▶ _Supplied passage_
National Burger Day will be here on the 28th of May, and Americans everywhere will celebrate this holiday by enjoying this stable of the American diet. The hamburger has been part of American cuisine since the late 19th Century. As most readers know, they are a great food to have while at the ballpark, and hamburgers are the preferred main course at most outdoor cookouts held on holidays such as Memorial Day and the Fourth of July.
Or, if you’d rather forego having a cookout, you can have someone else cook your burger for you. And, if you want it done quickly and cheaply, you can go to your local McDonalds.
One person who can be counted on doing exactly that is Mister Don Gorske of Fond du Lac, Wisconsin, who is an avid Big Mac enthusiast. The story goes that after getting his first car on May 17th, 1972, the first place Mister Gorske went to was, of course, McDonalds. He bought and consumed three Big Macs for lunch and over the course of the month he ate a further 265 of these burgers! Since that lovely spring day in the Badger State, Mr. Gorske has eaten 30,000 Big Macs! He has eaten them almost everyday for 46 years.
The first thought that came to my mind was: “How does someone eat 30,000 Big Macs?” If I had undertaken a similar diet, I would have died a long time ago.
But, Mister Gorske is as healthy as ever.
According to his Wikipedia page, this gentleman is 6 foot 2 inches tall, and he weighs 185 pounds (83 kilograms for those of you unfamiliar with imperial units). Furthermore, on April 26th, 2011, on a visit to his doctor, he was informed that he had a cholesterol level of 156 mg/dl, which is well below the average of 208 mg/dl. He has no health problems whatsoever.
Upon hearing about this, I wondered how this gentleman was able to eat this food for so long. After browsing through several websites dedicated to disseminating medical information, I found some interesting clues as to why Mr. Gorske has been able to enjoy his Big Mac diet for as long as he has. Some people, believe it or not, are just more genetically inclined to tolerate high levels of cholesterol, while others aren’t, the latter suffering from what is called ‘Familial Cholesterolemia’, a genetic defect which makes it harder for the body to remove low density proteins (LDL cholesterol - colloquially known as ‘bad cholesterol’) from the body. I will venture to guess that Mr. Gorske lacks this genetic defect.
So, enjoy your Big Macs, Mr. Gorske! Don’t forget to wash them down with a refreshing, sugary drink. Oh, and there are also the apple pies and McNuggets. Try those, too, if you have yet to do so over the past few decades. However, while you are enjoying those delicious, high fat, sugar, sodium, and cholesterol entrees, I will continue to exercise moderation in my diet.

▶ _Extracted data_
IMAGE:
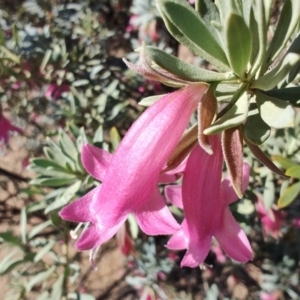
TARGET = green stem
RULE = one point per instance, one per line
(197, 5)
(234, 99)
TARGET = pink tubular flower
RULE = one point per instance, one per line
(5, 128)
(205, 201)
(54, 91)
(129, 176)
(270, 219)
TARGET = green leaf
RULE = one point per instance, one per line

▶ _Work item_
In the passage about the Big Mac enthusiast, please state the date on which Mr. Gorske got his first car.

▶ _Task output_
May 17th, 1972